### TASK BRIEF
How many lines in the entries below contain the string "concrete"? Reply with the number alone.
==== RECORDS PROVIDED ====
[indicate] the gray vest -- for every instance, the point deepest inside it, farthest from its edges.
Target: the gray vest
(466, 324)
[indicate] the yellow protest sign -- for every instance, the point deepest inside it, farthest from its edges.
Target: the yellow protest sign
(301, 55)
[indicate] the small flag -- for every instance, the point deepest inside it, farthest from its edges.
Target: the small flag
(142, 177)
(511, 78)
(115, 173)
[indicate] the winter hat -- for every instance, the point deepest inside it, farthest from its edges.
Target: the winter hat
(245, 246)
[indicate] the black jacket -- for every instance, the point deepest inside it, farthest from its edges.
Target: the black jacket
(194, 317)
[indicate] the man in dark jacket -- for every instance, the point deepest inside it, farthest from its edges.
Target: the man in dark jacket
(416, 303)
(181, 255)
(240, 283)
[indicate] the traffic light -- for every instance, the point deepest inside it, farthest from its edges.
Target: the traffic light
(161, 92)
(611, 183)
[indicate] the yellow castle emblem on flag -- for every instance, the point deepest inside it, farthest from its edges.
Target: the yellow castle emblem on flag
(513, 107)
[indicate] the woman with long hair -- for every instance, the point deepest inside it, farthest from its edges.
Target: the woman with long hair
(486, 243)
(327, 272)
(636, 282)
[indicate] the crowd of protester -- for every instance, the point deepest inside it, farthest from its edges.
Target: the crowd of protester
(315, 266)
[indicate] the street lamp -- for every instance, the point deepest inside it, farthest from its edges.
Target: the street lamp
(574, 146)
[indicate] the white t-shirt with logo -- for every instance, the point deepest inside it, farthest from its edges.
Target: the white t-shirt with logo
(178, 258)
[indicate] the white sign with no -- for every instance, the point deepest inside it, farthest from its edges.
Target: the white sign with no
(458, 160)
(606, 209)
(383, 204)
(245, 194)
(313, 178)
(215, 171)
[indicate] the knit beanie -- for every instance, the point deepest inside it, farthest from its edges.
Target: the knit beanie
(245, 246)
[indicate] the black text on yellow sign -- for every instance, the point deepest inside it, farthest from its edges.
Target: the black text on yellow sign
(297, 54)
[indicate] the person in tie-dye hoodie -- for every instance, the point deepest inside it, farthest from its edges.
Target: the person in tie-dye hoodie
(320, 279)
====
==== RECORDS PROVIDED ====
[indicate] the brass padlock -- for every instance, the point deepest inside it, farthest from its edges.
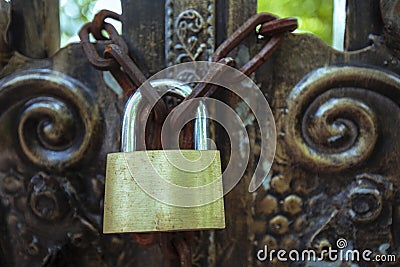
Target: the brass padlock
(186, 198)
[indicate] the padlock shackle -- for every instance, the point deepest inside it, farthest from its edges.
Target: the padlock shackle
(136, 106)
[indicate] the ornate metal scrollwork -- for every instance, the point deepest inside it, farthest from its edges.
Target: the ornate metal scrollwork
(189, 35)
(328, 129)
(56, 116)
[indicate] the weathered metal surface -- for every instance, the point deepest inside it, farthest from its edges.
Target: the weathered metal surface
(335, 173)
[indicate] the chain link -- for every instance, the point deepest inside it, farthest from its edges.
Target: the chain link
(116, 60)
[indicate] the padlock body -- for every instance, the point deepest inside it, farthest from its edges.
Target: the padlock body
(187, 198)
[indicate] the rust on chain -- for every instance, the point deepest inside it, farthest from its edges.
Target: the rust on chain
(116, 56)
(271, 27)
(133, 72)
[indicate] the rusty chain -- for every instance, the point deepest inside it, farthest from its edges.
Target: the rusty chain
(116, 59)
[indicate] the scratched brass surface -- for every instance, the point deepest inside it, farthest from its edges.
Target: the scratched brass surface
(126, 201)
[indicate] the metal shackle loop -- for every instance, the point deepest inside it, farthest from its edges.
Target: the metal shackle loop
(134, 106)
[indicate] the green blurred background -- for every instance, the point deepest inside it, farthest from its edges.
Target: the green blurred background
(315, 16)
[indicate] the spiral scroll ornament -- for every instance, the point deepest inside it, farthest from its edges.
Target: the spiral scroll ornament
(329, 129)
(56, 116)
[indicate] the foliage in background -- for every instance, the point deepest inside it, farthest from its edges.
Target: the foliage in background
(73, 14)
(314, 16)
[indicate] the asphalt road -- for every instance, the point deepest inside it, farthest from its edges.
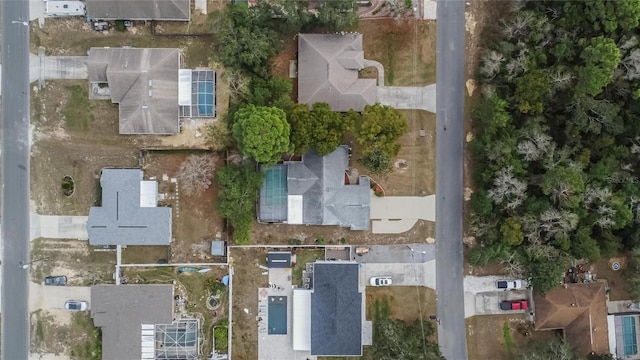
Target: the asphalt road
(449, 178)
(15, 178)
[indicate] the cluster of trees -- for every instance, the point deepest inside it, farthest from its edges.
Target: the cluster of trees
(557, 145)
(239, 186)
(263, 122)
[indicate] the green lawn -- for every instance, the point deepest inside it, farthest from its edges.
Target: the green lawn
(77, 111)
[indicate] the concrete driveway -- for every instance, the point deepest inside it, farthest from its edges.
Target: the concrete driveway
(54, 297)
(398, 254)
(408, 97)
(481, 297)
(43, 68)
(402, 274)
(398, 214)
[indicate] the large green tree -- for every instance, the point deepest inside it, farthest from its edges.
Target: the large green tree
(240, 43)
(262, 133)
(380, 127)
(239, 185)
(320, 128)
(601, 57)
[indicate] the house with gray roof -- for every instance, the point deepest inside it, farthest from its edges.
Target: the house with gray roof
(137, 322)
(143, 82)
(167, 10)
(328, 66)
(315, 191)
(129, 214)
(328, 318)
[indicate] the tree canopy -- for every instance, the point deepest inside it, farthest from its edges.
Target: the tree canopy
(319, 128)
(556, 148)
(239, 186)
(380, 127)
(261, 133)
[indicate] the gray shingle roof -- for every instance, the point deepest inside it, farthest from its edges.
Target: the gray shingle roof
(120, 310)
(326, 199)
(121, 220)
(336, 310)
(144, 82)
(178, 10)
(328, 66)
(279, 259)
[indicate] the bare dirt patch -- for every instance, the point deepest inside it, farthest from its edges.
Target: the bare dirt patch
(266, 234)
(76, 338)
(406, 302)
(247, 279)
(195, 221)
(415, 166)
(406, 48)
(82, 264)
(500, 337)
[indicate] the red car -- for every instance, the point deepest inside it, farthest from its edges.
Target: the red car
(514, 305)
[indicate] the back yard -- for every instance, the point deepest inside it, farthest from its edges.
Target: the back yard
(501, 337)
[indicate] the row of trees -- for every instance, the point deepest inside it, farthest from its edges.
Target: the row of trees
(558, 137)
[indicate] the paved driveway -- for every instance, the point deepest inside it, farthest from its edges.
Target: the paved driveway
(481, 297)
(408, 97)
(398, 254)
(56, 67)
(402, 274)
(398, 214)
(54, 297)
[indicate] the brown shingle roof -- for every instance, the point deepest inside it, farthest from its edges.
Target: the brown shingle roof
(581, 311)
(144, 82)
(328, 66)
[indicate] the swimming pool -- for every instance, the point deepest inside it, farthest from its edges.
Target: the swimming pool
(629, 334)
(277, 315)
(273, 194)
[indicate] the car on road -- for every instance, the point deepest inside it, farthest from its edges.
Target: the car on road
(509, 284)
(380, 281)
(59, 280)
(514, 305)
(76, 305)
====
### RESULT BELOW
2